Start of Study text
The Basic Concept

The Stoics had a specific ethical theory, and definition of virtue.  They believed that by nature humans value certain things, although most people are confused about how to apply these values consistently to daily life.  Animals and human infants instinctively value their own survival.  As we acquire reason and language, though, adult humans gradually come to identify with and value certain character traits more highly.  Eventually, reflection may lead to us to value “virtues” such as wisdom and integrity as the highest good, indeed the Stoics believed that virtue is the only true good.  This transformation in our values, toward the love of wisdom and virtue,  is started by nature, the Stoics thought.  However, it is then left “up to us”, to be completed (or not) by our own volition.  Virtue is what makes us fundamentally “whole and complete” as human beings, by allowing us to “ripen” and flourish in accord with our rational nature, and as part of the community of mankind.

The majority of ancient philosophers actually agreed with the Stoic view that developing virtue is central to the goal of life, although they didn’t go as far as the Stoics in claiming this was the only thing required for a good life.  The Stoics wanted to be able to say that if someone is truly wise and virtuous, their life is as good as it gets, no matter how unfortunate they may be in other respects, such as being poor, weak, or outcast.  Socrates’ life, they claim, would not have been fundamentally improved if he had somehow possessed greater wealth and social status. To have a good life, they might say, it suffices to be a good person. This hard line on the nature of the “good life” was one of the most important and distinctive aspects of Stoic Ethics but also one of the most controversial.  It’s something we’ll need to evaluate carefully over time.

Likewise, some of the more-specific moral views of the ancient Stoics, about matters like religion, sexuality and slavery, reflect the historical period and culture in which they lived, and may be very different from the values of most modern readers.  However, they also believed:

  1. That most reasonable people, on reflection, share fundamentally similar preconceptions (or intuitions) about morality but differ when it comes to applying them in practice.
  2. That being committed to living in accord with virtue was the most important aspect of morality, even if we sometimes differ over the correct course of action in specific situations.
End of Study text
Start of Records provided
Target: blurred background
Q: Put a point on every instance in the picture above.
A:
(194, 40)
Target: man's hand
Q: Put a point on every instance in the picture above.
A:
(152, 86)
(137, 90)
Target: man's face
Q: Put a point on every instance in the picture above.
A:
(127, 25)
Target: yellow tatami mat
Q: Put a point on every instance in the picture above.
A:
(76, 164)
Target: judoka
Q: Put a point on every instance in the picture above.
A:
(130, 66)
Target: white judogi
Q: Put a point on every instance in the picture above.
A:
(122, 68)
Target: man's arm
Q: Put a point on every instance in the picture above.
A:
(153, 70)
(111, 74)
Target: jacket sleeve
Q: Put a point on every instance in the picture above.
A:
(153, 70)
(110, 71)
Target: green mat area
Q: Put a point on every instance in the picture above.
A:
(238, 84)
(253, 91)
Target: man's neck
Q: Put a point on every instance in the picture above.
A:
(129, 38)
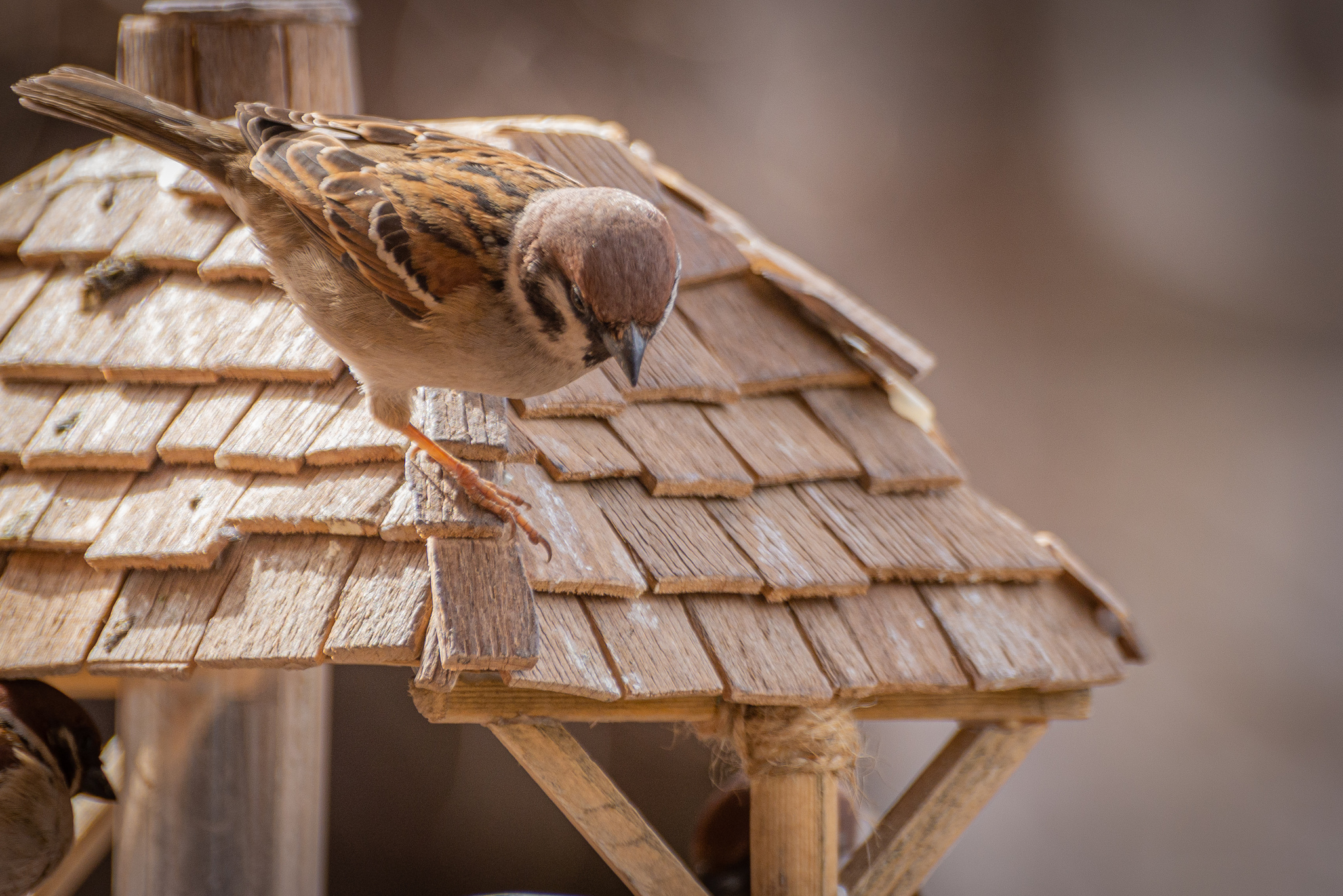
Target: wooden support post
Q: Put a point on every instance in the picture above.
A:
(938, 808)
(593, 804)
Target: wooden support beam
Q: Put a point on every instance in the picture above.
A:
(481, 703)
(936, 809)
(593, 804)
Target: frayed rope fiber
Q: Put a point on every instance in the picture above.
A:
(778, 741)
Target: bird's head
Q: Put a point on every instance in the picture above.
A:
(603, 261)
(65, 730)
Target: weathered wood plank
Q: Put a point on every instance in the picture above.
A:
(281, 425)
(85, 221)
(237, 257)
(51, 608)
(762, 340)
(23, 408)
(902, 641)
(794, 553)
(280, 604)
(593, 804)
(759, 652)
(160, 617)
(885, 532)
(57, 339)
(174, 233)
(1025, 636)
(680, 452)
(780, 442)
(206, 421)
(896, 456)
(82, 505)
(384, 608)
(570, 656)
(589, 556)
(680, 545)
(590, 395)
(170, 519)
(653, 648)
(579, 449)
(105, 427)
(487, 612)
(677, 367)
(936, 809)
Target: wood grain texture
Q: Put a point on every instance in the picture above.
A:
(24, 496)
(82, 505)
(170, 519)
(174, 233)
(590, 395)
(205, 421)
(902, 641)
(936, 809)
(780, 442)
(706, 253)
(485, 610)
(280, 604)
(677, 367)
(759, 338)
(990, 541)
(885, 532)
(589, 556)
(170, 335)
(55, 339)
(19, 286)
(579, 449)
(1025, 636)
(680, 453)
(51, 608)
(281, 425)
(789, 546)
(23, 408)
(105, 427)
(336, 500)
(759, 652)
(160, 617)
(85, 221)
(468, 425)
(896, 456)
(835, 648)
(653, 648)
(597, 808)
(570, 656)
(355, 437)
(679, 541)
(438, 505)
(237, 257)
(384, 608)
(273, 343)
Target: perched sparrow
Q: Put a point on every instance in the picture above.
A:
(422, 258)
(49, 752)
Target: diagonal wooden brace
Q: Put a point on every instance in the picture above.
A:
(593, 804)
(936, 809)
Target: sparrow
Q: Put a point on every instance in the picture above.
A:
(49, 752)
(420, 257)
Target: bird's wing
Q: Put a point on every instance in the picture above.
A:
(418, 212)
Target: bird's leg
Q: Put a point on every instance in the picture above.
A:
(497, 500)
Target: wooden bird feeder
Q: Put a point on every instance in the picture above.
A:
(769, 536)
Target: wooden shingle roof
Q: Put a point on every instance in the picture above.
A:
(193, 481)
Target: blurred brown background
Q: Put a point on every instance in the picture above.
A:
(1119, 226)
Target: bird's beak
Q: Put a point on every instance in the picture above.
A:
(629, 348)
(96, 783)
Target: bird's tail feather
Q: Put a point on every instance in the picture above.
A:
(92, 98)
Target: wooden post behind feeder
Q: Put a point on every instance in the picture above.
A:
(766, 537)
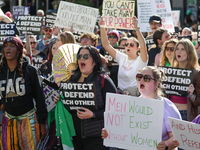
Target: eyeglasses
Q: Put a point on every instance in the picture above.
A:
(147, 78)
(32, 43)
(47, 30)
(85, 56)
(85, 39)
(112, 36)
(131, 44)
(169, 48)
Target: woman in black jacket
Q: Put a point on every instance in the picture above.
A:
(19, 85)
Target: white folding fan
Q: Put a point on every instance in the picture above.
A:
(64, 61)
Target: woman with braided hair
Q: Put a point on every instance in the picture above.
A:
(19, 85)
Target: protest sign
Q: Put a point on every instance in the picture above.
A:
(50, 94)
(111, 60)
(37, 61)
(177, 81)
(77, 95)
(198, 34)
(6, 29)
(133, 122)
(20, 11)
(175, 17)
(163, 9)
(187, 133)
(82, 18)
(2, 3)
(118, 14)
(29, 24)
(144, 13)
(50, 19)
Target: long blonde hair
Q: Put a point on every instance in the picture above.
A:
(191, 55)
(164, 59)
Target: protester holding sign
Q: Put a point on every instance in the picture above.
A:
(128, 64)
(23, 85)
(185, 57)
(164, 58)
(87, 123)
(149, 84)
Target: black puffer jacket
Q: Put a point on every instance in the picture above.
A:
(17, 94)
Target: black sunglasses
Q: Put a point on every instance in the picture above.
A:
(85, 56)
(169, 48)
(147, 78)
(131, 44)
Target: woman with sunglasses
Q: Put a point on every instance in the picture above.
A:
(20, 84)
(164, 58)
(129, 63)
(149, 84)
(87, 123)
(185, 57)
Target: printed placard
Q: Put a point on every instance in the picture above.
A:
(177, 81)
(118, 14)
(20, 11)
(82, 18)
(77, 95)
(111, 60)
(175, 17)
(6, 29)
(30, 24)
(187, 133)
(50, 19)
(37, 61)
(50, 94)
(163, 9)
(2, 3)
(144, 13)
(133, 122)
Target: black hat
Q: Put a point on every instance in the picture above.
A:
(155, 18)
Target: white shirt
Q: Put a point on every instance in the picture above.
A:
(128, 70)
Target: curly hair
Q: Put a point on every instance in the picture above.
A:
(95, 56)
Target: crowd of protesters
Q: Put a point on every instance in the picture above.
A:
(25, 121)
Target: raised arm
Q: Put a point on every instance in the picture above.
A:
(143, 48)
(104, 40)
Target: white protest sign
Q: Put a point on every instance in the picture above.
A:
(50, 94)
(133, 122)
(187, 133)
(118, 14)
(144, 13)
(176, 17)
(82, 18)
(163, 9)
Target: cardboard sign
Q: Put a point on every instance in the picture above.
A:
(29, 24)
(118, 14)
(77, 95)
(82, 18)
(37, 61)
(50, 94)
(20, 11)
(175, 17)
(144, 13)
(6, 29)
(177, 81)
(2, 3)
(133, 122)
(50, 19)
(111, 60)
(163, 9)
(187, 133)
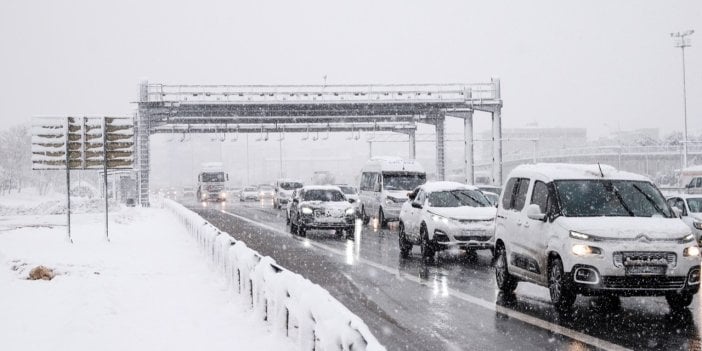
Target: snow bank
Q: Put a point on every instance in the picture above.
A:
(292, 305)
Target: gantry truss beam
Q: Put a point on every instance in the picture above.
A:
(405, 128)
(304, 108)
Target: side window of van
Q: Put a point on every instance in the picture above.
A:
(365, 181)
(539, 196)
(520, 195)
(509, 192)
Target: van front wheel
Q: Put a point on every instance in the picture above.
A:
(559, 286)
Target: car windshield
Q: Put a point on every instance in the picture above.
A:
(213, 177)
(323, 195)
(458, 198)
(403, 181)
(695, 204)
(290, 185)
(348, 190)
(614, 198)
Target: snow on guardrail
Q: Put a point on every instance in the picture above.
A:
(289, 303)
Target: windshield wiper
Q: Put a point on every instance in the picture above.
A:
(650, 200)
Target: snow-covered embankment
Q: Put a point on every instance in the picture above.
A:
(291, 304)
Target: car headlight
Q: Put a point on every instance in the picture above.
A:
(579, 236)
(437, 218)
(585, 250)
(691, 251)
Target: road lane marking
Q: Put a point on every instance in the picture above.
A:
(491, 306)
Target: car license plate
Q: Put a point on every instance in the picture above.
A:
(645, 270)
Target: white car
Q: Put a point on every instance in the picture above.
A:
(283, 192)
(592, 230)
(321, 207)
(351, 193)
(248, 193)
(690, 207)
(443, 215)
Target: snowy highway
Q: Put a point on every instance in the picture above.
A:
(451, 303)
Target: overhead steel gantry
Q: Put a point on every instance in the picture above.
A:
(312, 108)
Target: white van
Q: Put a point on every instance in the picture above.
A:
End of Records provided
=== What to produce ===
Carry on the passage about Stoic ethics from its last sentence.

=== Response to the task ===
So don’t worry!  In this course, we’re not going to try to indoctrinate you into ancient Greek or Roman values.  However, we’re going to ask you to carry out a two-fold experiment:

  1. Values clarification: Reflect on your own  fundamental values more rationally and philosophically, and try to clarify what you consider to be the most important things in life.
  2. Living virtuously: Try to live your life, over the next three weeks, more consistently in accord with your own core values.

Following Socrates, the Stoics believed the most important use of philosophy was to reflect upon and critically evaluate our own conception of what it means to live a good life, or to live wisely.  That can take the form of clarifying our values by reflecting on them, carefully defining them and checking their consistency with each other, and with our own actions.  This aspect is sometimes neglected in modern discussions of Stoicism, which focus on its “self-help” or “therapeutic” applications.  Ironically, though, modern “third-wave” cognitive-behavioural therapy (CBT) now places considerable emphasis on “values clarification” and “valued living” and cautions against placing too much importance on avoiding or reducing anxiety and other unpleasant feelings.

It’s a curious fact that despite cultural differences, when asked to clarify their values through reflection, people often (but not always) do tend to converge on similar conclusions, at least when speaking in general terms.  Most (but not all) people tend to agree, for example, that harming others for pleasure is, in some sense, morally wrong.  For our purposes, right now, it probably doesn’t matter if everyone agrees but you may find it interesting to discuss your conception of virtue with others in the forum, and swap notes.  There’s a great deal to be gained by talking collaboratively with other people about your core values in life.